Work item: How long is the auto and mortgage deferment plan that Ally Bank offers customers, according to the article on banking during COVID-19?

The coronavirus outbreak has affected normal routines and ways of life all around the globe. Some countries have been hit worse than others, but everyone shares the same fears over the future of the economy and how to recover from the pandemic that has claimed hundreds of lives each day from the different parts of the world. And, it has affected banking during covid-19.
Within the United States, the administration is working hard to make sure the financial systems stay strong in spite of the fear. In spite of the fluctuations with the stock market, the U.S. is still in strong economic shape and financial operations continue as normal.
Is There a New Normal?
In light of the COVID-19 pandemic, the nation’s administration and economic experts are calling on all industries to rethink standard operations and practices and adjust according to the need of the situation. With so many people facing unemployment, business closures, or lost wages because of the social distancing protocols and preventative measures in place, there is a dangerous unknown facing the financial stability of many American families.
Rather than blame big banks and lenders for poor mortgage or loan practices as the world did in the great recession of 2008, there has actually been a positive response with institutions across the country. Many are developing relief programs for citizen and business borrowers, offering loan payment deferment options or low rates and extensions.
For the next few months, lenders are finding creative ways to ease the financial burden facing the American population. Ally Bank is offering customer auto and mortgage deferment plan for 120 days, as well as waiving fees for overdraft transactions, excessive transactions, and expedited debit or check card orders.
For Discover customers, there is a two-month extension for missed payments on the time-line for reporting to major credit bureaus. However, the way banks operate has had to undergo a change as well, since the social distancing protocols interrupt normal teller transaction.
More than 39% of banks across the country are only operating through ATM or drive-thru services, with 31% of banks having many of their back-office employees working from home. These strategies help with the logistical problems of the coronavirus crisis, but this new normal requires more tactical interventions.

Listed records:

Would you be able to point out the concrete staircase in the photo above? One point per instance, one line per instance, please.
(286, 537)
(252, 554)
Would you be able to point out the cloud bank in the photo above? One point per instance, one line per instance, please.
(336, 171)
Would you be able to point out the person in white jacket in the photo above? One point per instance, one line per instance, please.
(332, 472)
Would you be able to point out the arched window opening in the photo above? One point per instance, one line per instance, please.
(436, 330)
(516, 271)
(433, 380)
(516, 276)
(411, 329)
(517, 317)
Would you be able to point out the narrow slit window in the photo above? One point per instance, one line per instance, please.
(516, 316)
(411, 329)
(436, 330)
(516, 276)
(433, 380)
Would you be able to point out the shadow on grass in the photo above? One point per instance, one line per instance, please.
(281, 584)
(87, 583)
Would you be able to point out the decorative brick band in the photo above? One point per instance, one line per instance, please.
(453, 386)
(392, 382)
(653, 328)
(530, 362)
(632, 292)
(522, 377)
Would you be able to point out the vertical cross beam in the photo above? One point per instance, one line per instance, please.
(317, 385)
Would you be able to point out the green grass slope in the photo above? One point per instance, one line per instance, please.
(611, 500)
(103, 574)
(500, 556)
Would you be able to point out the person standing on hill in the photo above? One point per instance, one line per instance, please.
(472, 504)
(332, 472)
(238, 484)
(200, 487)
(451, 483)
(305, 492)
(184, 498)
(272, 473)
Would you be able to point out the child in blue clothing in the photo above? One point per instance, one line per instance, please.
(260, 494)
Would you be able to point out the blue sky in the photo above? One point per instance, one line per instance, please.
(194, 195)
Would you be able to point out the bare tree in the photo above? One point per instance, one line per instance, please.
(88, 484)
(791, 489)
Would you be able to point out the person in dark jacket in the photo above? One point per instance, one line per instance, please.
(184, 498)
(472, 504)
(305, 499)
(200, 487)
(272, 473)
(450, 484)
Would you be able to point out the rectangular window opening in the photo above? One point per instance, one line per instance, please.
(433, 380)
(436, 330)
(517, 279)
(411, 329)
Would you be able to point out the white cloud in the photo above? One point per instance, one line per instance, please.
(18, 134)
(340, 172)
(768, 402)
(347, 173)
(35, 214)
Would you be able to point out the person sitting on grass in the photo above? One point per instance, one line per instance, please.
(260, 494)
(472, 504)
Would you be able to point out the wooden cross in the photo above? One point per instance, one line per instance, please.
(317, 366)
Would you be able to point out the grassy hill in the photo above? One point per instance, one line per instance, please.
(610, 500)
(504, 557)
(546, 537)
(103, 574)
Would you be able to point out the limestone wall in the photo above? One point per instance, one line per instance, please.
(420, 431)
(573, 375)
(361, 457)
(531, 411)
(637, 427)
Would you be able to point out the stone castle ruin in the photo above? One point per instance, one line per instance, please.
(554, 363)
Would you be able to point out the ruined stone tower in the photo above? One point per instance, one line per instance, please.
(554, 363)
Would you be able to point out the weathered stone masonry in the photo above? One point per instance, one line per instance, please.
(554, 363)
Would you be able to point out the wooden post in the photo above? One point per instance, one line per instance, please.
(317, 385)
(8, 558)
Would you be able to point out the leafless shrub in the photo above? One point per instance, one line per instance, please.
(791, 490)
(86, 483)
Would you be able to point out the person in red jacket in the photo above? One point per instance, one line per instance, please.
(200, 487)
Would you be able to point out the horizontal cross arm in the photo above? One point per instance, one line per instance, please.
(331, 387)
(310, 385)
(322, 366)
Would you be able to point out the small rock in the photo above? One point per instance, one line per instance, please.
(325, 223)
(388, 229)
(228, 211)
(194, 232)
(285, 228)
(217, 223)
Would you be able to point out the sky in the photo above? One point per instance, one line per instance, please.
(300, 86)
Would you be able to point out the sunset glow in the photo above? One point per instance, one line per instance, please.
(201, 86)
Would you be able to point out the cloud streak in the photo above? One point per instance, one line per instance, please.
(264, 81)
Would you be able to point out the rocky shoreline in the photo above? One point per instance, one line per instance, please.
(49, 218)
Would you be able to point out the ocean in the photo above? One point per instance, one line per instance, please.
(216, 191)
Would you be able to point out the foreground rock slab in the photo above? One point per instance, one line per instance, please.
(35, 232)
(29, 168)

The completed task: 120 days.